Collected data
--- --- ---

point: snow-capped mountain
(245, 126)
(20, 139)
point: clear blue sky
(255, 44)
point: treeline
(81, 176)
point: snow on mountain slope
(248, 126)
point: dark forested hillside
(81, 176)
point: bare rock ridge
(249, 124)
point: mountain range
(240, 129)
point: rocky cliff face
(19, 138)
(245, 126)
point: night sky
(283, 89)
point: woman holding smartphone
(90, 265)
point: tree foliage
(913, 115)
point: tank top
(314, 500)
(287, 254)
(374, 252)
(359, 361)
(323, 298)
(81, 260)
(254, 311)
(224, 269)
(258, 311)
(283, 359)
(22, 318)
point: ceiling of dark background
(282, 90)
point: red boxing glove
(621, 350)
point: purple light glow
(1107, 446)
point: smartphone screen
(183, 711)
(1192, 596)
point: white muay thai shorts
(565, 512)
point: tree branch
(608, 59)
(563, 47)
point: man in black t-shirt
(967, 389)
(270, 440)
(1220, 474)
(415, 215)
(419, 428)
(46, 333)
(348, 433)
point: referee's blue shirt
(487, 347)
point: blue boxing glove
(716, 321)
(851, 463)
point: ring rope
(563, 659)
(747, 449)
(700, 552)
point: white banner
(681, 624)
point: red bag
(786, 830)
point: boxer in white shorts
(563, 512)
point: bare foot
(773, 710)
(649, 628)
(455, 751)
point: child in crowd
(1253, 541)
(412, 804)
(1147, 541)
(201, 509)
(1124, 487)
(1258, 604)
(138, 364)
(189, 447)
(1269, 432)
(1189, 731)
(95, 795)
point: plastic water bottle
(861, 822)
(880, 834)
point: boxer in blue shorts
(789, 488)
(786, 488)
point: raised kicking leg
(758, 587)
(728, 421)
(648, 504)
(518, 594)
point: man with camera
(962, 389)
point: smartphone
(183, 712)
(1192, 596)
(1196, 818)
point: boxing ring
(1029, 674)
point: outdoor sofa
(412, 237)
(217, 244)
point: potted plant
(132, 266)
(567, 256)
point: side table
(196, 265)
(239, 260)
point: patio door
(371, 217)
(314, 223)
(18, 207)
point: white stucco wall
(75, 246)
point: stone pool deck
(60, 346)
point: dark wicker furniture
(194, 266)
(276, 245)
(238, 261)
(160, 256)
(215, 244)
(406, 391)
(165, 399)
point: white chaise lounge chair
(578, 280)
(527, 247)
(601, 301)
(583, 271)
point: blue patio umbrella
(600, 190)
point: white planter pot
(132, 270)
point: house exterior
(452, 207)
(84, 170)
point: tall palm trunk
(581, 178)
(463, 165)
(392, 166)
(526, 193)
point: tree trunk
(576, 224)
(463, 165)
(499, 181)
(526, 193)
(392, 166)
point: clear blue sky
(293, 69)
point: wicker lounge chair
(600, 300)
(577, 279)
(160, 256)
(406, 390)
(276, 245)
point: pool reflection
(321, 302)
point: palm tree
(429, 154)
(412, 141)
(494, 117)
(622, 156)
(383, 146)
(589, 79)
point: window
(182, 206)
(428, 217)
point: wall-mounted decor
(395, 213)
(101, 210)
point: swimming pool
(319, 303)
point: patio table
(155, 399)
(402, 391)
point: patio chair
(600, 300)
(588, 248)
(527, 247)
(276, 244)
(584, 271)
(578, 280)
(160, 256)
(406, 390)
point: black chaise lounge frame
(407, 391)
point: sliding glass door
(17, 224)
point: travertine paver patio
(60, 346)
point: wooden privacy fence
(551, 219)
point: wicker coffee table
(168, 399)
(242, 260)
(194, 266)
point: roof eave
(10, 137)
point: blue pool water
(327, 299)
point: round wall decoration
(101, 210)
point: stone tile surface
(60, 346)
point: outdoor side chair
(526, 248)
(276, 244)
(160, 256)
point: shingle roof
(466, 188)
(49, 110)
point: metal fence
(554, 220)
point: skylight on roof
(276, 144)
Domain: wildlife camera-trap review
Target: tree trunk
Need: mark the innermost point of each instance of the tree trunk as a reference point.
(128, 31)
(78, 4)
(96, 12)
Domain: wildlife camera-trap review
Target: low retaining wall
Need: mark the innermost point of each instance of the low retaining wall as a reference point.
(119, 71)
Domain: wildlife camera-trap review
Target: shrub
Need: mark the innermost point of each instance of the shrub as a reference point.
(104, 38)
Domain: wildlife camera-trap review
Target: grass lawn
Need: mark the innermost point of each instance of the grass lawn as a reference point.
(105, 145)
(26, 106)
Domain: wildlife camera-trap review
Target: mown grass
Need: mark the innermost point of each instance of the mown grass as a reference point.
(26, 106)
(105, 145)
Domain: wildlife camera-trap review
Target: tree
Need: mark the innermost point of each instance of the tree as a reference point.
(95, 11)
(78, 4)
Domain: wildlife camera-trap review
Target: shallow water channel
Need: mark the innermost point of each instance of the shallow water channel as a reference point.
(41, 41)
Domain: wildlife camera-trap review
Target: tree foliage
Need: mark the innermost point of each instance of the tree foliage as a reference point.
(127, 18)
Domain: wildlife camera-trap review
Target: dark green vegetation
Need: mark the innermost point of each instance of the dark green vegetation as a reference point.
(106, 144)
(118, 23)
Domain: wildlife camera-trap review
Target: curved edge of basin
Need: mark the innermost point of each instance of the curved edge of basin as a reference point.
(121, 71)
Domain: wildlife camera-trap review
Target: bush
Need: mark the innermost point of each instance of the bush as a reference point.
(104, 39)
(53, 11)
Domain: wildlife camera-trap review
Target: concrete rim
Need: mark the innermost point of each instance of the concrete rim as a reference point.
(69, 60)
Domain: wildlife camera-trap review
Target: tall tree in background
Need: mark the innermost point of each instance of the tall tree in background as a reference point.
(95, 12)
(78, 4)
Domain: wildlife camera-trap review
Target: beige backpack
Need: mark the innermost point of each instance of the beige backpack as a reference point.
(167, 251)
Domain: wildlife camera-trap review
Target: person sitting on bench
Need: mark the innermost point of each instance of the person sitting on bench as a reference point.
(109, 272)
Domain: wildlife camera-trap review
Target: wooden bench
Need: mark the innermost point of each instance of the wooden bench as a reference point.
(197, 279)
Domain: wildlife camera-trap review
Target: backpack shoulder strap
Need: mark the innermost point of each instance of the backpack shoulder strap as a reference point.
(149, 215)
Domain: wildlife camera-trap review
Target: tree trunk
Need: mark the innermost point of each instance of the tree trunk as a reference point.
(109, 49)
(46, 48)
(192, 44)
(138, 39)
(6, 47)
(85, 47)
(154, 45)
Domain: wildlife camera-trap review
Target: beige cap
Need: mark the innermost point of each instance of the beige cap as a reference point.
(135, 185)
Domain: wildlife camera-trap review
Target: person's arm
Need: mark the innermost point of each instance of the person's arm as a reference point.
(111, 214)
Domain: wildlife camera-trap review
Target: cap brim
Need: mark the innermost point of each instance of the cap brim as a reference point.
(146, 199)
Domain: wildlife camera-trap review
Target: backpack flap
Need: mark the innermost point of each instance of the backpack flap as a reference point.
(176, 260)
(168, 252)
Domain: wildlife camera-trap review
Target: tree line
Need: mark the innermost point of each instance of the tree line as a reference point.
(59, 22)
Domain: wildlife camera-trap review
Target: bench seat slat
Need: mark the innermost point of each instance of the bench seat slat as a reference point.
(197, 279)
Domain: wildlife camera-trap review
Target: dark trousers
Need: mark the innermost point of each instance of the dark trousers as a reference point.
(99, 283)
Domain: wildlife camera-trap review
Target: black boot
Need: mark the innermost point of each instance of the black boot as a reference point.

--- --- ---

Word for word, write out all of the entries again.

• _Your solution_:
point: snow-capped mountain
(245, 126)
(20, 139)
point: clear blue sky
(255, 44)
point: treeline
(81, 176)
point: snow on mountain slope
(248, 126)
point: dark forested hillside
(81, 176)
point: bare rock ridge
(249, 124)
point: mountain range
(240, 129)
point: rocky cliff face
(19, 138)
(245, 126)
point: night sky
(283, 89)
point: woman holding smartphone
(90, 265)
point: tree foliage
(913, 115)
point: tank top
(314, 500)
(287, 254)
(374, 252)
(359, 361)
(323, 298)
(81, 260)
(254, 311)
(224, 269)
(258, 311)
(283, 359)
(22, 318)
point: ceiling of dark background
(282, 90)
point: red boxing glove
(621, 350)
point: purple light glow
(1107, 446)
point: smartphone screen
(183, 711)
(1192, 596)
point: white muay thai shorts
(565, 512)
point: tree branch
(608, 59)
(563, 47)
point: man in black t-shirt
(967, 389)
(270, 440)
(1220, 474)
(415, 215)
(419, 428)
(46, 333)
(348, 433)
point: referee's blue shirt
(487, 347)
point: blue boxing glove
(716, 321)
(851, 463)
point: ring rope
(563, 659)
(747, 449)
(700, 552)
point: white banner
(681, 624)
point: red bag
(786, 830)
point: boxer in white shorts
(563, 512)
point: bare foot
(773, 710)
(649, 628)
(455, 751)
point: child in crowd
(1253, 541)
(412, 804)
(1147, 541)
(201, 509)
(1124, 487)
(1258, 604)
(138, 364)
(189, 447)
(1269, 432)
(1189, 731)
(95, 795)
point: plastic water bottle
(861, 822)
(880, 834)
point: boxer in blue shorts
(789, 488)
(786, 488)
point: raised kicking leg
(758, 587)
(728, 421)
(648, 504)
(518, 594)
point: man with camera
(962, 389)
point: smartphone
(183, 712)
(1192, 596)
(1196, 818)
point: boxing ring
(1029, 674)
point: outdoor sofa
(412, 237)
(217, 244)
point: potted plant
(132, 266)
(567, 256)
point: side table
(196, 265)
(239, 260)
point: patio door
(371, 217)
(314, 223)
(18, 207)
point: white stucco wall
(75, 246)
point: stone pool deck
(60, 346)
point: dark wicker furniture
(194, 266)
(276, 245)
(238, 261)
(160, 256)
(215, 244)
(406, 391)
(165, 399)
point: white chaise lounge chair
(578, 280)
(527, 247)
(601, 301)
(583, 271)
point: blue patio umbrella
(600, 190)
point: white planter pot
(132, 270)
point: house exterior
(452, 207)
(84, 170)
point: tall palm trunk
(581, 178)
(463, 165)
(392, 166)
(526, 193)
point: tree trunk
(576, 224)
(463, 165)
(499, 181)
(526, 193)
(392, 166)
point: clear blue sky
(293, 69)
point: wicker lounge chair
(600, 300)
(577, 279)
(160, 256)
(406, 390)
(276, 245)
point: pool reflection
(321, 302)
point: palm tree
(429, 154)
(412, 141)
(494, 117)
(622, 156)
(383, 146)
(589, 79)
point: window
(182, 206)
(428, 217)
point: wall-mounted decor
(395, 213)
(101, 210)
point: swimming pool
(319, 303)
point: patio table
(155, 399)
(402, 391)
point: patio chair
(600, 300)
(588, 248)
(527, 247)
(276, 244)
(584, 271)
(578, 280)
(160, 256)
(406, 390)
point: black chaise lounge frame
(407, 391)
point: sliding glass door
(17, 224)
point: travertine paver patio
(60, 346)
point: wooden privacy fence
(551, 219)
point: wicker coffee table
(168, 399)
(242, 260)
(194, 266)
point: roof eave
(10, 137)
point: blue pool water
(327, 299)
point: round wall decoration
(101, 210)
point: stone tile surface
(60, 346)
point: outdoor side chair
(526, 248)
(276, 244)
(160, 256)
point: shingle roof
(466, 188)
(49, 110)
point: metal fence
(554, 220)
point: skylight on roof
(276, 144)
Domain: wildlife camera-trap review
Target: tree trunk
Need: mark the innermost point of each instance of the tree trunk as a reference point.
(128, 31)
(78, 4)
(96, 12)
Domain: wildlife camera-trap review
Target: low retaining wall
Need: mark the innermost point of each instance of the low retaining wall as a reference point.
(119, 71)
Domain: wildlife camera-trap review
Target: shrub
Need: mark the innermost point of each instance of the shrub as a reference point.
(104, 38)
Domain: wildlife camera-trap review
Target: grass lawn
Need: mark the innermost point of each instance of the grass lawn as a reference point.
(105, 145)
(26, 106)
Domain: wildlife camera-trap review
Target: mown grass
Need: mark the innermost point of each instance of the mown grass as a reference point.
(26, 106)
(105, 145)
Domain: wildlife camera-trap review
Target: tree
Need: mark the innermost point of each instance of the tree as a reference point.
(95, 11)
(78, 4)
Domain: wildlife camera-trap review
Target: shallow water channel
Need: mark the innermost point of each instance of the shallow water channel as a reference point.
(41, 41)
Domain: wildlife camera-trap review
Target: tree foliage
Need: mark the innermost point of each instance of the tree foliage as a reference point.
(127, 18)
Domain: wildlife camera-trap review
Target: dark green vegetation
Need: mark the innermost point of each instance of the dark green vegetation as a reference point.
(106, 144)
(118, 23)
Domain: wildlife camera-trap review
Target: curved edge of basin
Need: mark the innermost point of each instance of the curved edge of basin as a reference point.
(121, 71)
Domain: wildlife camera-trap review
Target: bush
Need: mark the innermost point of each instance of the bush as a reference point.
(104, 39)
(53, 11)
Domain: wildlife camera-trap review
Target: concrete rim
Need: mark the innermost point of each instance of the concrete rim as a reference point.
(69, 60)
Domain: wildlife camera-trap review
Target: tall tree in background
Need: mark the innermost point of each instance of the tall tree in background as a reference point.
(95, 12)
(78, 4)
Domain: wildlife camera-trap review
Target: beige backpack
Need: mark the innermost point of each instance of the beige backpack as a reference point.
(167, 251)
Domain: wildlife camera-trap review
Target: person sitting on bench
Need: mark the innermost point of each instance of the person sitting on bench as a reference point.
(109, 272)
Domain: wildlife camera-trap review
Target: wooden bench
Need: mark the innermost point of each instance of the wooden bench as a reference point.
(197, 279)
Domain: wildlife camera-trap review
Target: backpack shoulder strap
Need: mark the innermost point of each instance of the backpack shoulder strap as a reference point.
(149, 215)
Domain: wildlife camera-trap review
Target: tree trunk
Need: mark the innermost point of each instance of the tree trunk as a reference point.
(109, 49)
(46, 48)
(192, 44)
(138, 39)
(6, 47)
(85, 47)
(154, 45)
Domain: wildlife camera-trap review
Target: beige cap
Need: mark the innermost point of each instance of the beige cap as a reference point.
(135, 185)
Domain: wildlife camera-trap review
Target: person's arm
Need: mark the innermost point of each instance of the person's arm as a reference point.
(111, 214)
Domain: wildlife camera-trap review
Target: cap brim
Need: mark the innermost point of each instance of the cap brim as a reference point.
(146, 199)
Domain: wildlife camera-trap review
Target: backpack flap
Need: mark the innermost point of each instance of the backpack flap as a reference point.
(176, 260)
(168, 252)
Domain: wildlife camera-trap review
Target: tree line
Need: mark the innermost point of each instance of the tree line as a reference point.
(59, 22)
Domain: wildlife camera-trap review
Target: bench seat slat
Need: mark the innermost point of each instance of the bench seat slat as a reference point.
(197, 279)
Domain: wildlife camera-trap review
Target: dark trousers
Need: mark the innermost point of each instance of the dark trousers as a reference point.
(99, 283)
Domain: wildlife camera-trap review
Target: black boot
Need: mark the innermost point of each instance of the black boot as a reference point.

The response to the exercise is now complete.